Passage:

◇ ◇ ◇ ◇

I really think we need to do something like that.  Probably just set a
flag in commit_creds and test later.

I was working on fixes that looked cleaner and I just recently realized
that the test in fork is almost as bad.  The function has_capability can
be used but the same kind of problems exist.

I thought I was very quickly going to have patches to post but I need
to redo everything now that I have noticed the issue in fork, so it will
be a day or so.

Eric


> The change you propose above is similar to that, but is more limited and
> non-invasive.  That looks good to me.
>
> However, I think you need to drop the negations of the return value from
> security_capable().  security_capable() returns 0 or -EPERM, while
> capable() returns a bool, in kernel/capability.c: ns_capable_common():
>
> 	capable = security_capable(current_cred(), ns, cap, opts);
> 	if (capable == 0) {
> 		current->flags |= PF_SUPERPRIV;
> 		return true;
> 	}
> 	return false;
>
> Also, your change would result in this no longer setting PF_SUPERPRIV.

◇ ◇ ◇ ◇

Dataset excerpts on object pointing:
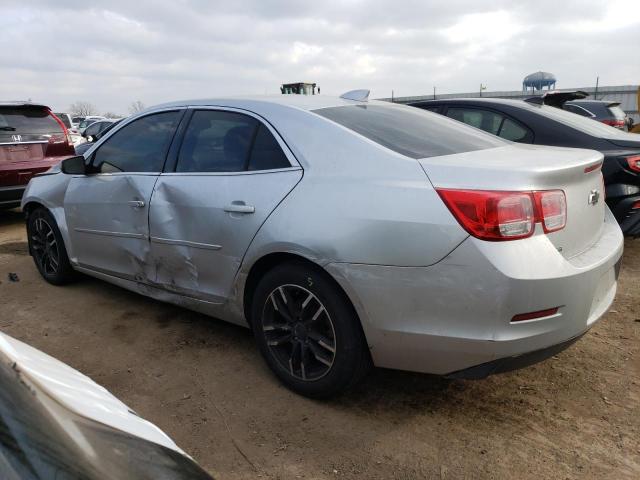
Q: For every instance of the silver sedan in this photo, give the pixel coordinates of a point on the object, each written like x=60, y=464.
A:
x=344, y=232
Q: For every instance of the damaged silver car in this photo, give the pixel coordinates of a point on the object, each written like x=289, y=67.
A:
x=344, y=232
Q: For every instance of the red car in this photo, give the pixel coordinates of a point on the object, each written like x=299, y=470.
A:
x=32, y=139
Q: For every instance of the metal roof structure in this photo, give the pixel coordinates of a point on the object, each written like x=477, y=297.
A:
x=627, y=95
x=539, y=80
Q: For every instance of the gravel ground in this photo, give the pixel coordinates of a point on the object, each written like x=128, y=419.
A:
x=203, y=382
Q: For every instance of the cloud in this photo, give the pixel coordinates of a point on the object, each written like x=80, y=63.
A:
x=119, y=51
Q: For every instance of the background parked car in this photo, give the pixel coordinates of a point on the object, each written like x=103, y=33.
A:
x=76, y=138
x=88, y=121
x=608, y=113
x=525, y=122
x=76, y=122
x=95, y=128
x=32, y=139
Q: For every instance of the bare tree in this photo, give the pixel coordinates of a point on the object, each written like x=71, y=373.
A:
x=82, y=109
x=136, y=107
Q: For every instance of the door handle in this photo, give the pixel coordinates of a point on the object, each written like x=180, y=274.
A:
x=239, y=207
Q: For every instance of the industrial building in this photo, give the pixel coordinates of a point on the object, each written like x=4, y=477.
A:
x=627, y=95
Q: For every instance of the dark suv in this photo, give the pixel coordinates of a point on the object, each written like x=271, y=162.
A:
x=32, y=139
x=608, y=113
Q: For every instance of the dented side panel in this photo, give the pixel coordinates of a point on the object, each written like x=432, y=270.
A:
x=197, y=240
x=107, y=219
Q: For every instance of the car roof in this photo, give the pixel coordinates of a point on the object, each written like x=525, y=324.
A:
x=19, y=104
x=500, y=101
x=594, y=102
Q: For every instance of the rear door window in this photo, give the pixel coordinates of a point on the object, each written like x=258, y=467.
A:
x=223, y=141
x=140, y=146
x=408, y=130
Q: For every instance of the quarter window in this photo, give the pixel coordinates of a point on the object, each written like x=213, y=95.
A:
x=482, y=119
x=140, y=146
x=510, y=130
x=266, y=153
x=221, y=141
x=492, y=122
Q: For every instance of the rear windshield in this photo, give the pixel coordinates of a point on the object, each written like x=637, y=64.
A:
x=410, y=131
x=21, y=121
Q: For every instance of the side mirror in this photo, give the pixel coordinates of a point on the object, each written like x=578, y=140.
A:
x=74, y=166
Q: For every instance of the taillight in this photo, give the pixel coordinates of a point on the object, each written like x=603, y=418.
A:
x=552, y=210
x=498, y=216
x=634, y=163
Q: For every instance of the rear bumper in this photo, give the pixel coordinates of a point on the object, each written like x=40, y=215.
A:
x=10, y=197
x=515, y=362
x=628, y=218
x=456, y=314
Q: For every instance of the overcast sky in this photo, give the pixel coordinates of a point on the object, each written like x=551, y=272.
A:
x=60, y=51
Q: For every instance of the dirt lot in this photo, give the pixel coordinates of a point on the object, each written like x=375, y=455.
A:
x=202, y=381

◇ ◇ ◇ ◇

Required actions:
(1) Output the entries from the line containing "Q: For every instance of the dirt" through the end of the entries as a numbered list, leaving out blank lines.
(2) Write what comes next in the kernel patch discussion, picking up after its last sentence.
The kernel patch discussion and the entries have nothing to do with each other.

Answers for this exercise:
(1)
1. Q: For every instance of the dirt lot in this photo, give the pixel coordinates of a point on the object, each written like x=375, y=455.
2. A:
3. x=202, y=381

(2)
> This may be fine, but you could want to document it.
>
> On a related note, this comment in security/commoncap.c needs an update:
>
>  * NOTE WELL: cap_has_capability() cannot be used like the kernel's capable()
>  * and has_capability() functions.  That is, it has the reverse semantics:
>  * cap_has_capability() returns 0 when a task has a capability, but the
>  * kernel's capable() and has_capability() returns 1 for this case.
>
> cap_has_capability() doesn't actually exist, and perhaps the comment
> should refer to cap_capable().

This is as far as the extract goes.